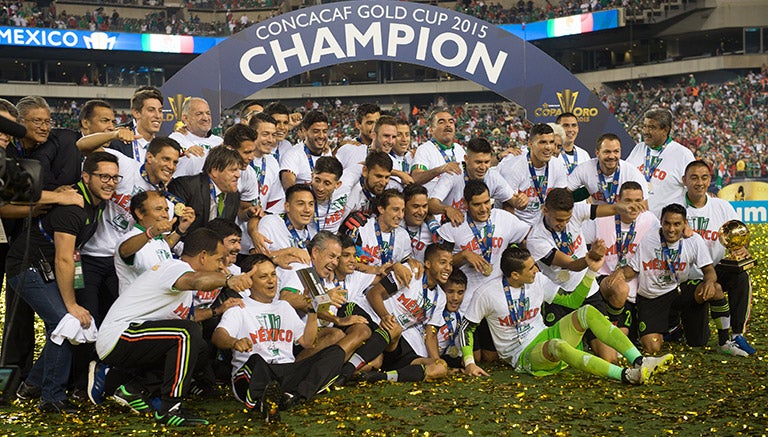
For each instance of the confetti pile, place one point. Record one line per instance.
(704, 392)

--------

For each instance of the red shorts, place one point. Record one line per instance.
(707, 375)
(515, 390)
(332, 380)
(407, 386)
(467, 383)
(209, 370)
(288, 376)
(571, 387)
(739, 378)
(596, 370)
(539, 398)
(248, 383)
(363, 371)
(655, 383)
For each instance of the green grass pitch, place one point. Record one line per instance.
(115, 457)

--------

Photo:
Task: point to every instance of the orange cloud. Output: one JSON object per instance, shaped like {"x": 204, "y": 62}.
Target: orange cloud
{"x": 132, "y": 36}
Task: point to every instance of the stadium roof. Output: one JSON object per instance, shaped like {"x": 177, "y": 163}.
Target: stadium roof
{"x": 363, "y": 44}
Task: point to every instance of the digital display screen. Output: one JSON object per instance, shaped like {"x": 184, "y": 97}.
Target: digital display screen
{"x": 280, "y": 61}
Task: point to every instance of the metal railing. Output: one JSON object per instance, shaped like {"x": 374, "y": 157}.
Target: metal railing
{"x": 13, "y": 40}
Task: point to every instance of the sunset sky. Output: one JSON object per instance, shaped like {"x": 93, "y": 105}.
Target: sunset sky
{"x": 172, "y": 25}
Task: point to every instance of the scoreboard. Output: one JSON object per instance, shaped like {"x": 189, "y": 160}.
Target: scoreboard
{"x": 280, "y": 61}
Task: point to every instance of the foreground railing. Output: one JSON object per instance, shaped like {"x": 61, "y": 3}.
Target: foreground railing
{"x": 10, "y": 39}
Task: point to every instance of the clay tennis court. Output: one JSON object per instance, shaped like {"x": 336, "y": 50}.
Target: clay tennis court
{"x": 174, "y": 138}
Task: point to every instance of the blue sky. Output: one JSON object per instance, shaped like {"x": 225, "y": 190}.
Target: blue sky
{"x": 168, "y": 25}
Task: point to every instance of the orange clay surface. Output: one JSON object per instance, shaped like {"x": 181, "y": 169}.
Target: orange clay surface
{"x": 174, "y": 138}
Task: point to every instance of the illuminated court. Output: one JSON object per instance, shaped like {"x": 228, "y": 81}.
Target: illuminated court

--------

PROBLEM REQUIREMENTS
For each line in the material above that contains the string "illuminated", make a copy.

RESULT FOR THIS TASK
Task: point to every instance of the illuminated court. Output: one JSON object per instance, shaped like {"x": 228, "y": 81}.
Target: illuminated court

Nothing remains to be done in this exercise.